**Excerpt to read:**
---+---

Cats in the animal welfare world can cause employees and volunteers both headaches and happiness. Their unique characters can generate an affection in even the most die hard “dog” people but their unique needs create a challenging set of criteria upon which to safely and healthily house and, ultimately, adopt them out.
To those of you familiar with the PetPoint Journals you will know that it has been demonstrated that the outcome for cats entering into the animal welfare system, as a whole, is not as favorable as the outcome for dogs. The reasons for this disparity are multiple and include a complex mixture of adopter preference, behavioral issues, their prodigious reproductive capabilities and species-specific health issues.
As with many things in life, the key to providing a safe and healthy environment for cats in the animal welfare sector lies with planning, organization and communication. Much has been written by experts in the field about these issues and how best to counter them. Here we look to summarize some of the the key considerations:-
1) Cats at Intake: Cats are very susceptible to illness when they are stressed and their immune systems are compromised. Entry into the animal welfare system is a stressful time for cats and must be managed carefully to ensure that the animal is traumatized as little as possible and that there is no opportunity for cross contamination of other cats within the community. With the virulent nature of Upper Respiratory Tract Infections and other cat specific illnesses that can be transmitted through the air or by contact, disease control and hygiene have to be given the highest level of priority. It is usual for cats entering into a facility to be quarantined for a period of anywhere from 2-14 days, with the length of time dictated by the condition of the cat and each organization’s individual protocol.

---+---

**Record set:**
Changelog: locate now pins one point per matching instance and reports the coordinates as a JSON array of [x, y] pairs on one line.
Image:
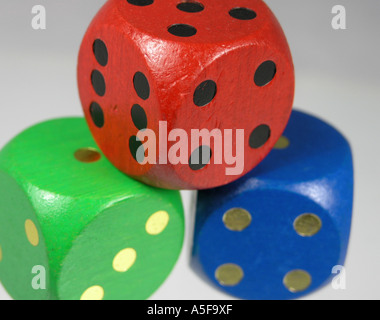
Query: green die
[[67, 214]]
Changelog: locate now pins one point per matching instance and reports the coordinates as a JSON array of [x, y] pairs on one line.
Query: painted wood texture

---+---

**Things to do:**
1: In the text about cats in animal welfare, how long are cats usually quarantined when they enter a facility?
2: Pick up the text about cats in animal welfare right after its last sentence and carry it on.

**Answers to this exercise:**
1: Anywhere from 2 to 14 days, depending on the cat's condition and the organization's protocol.

2:
2) Individual versus Colony Housing: Once the animal has been declared healthy the decision must be taken about where to house the cat within the organization, pending adoption. A variety of factors including the character of the cat, the number of cats already onsite and the availability of housing determine if the new cat is ultimately housed individually or as part of a group. The decision about whether to house cats individually, in groups or in a combination of the two, varies widely from organization to organization and is dictated by the facilities available and the protocol dictating disease prevention.
3) Ongoing Disease Control: Having placed the animal in either single-cat housing or group housing, the overriding concern of animal welfare organizations is to provide their cats with an environment that will keep it happy and healthy until adopted. Ensuring that cats stay healthy in this type of environment is dependant upon all employees and volunteers adhering to a strict and regular cleaning regimen. Exact details will be organization specific but many ensure compliance by giving employees and volunteers a cleaning checklist to be completed each day.
4) Healthy body – healthy mind: Cats also require the daily stimulation provided by a combination of toys, scratching posts and perches. The provision of boxes and other places to hide is useful for the more shy cats and those that want time alone. Daily human contact with the cats is vital ensuring that they remain comfortable with humans, but it also gives staff the chance to observe the cats to check on their health, general well-being and to assess behavioral trends.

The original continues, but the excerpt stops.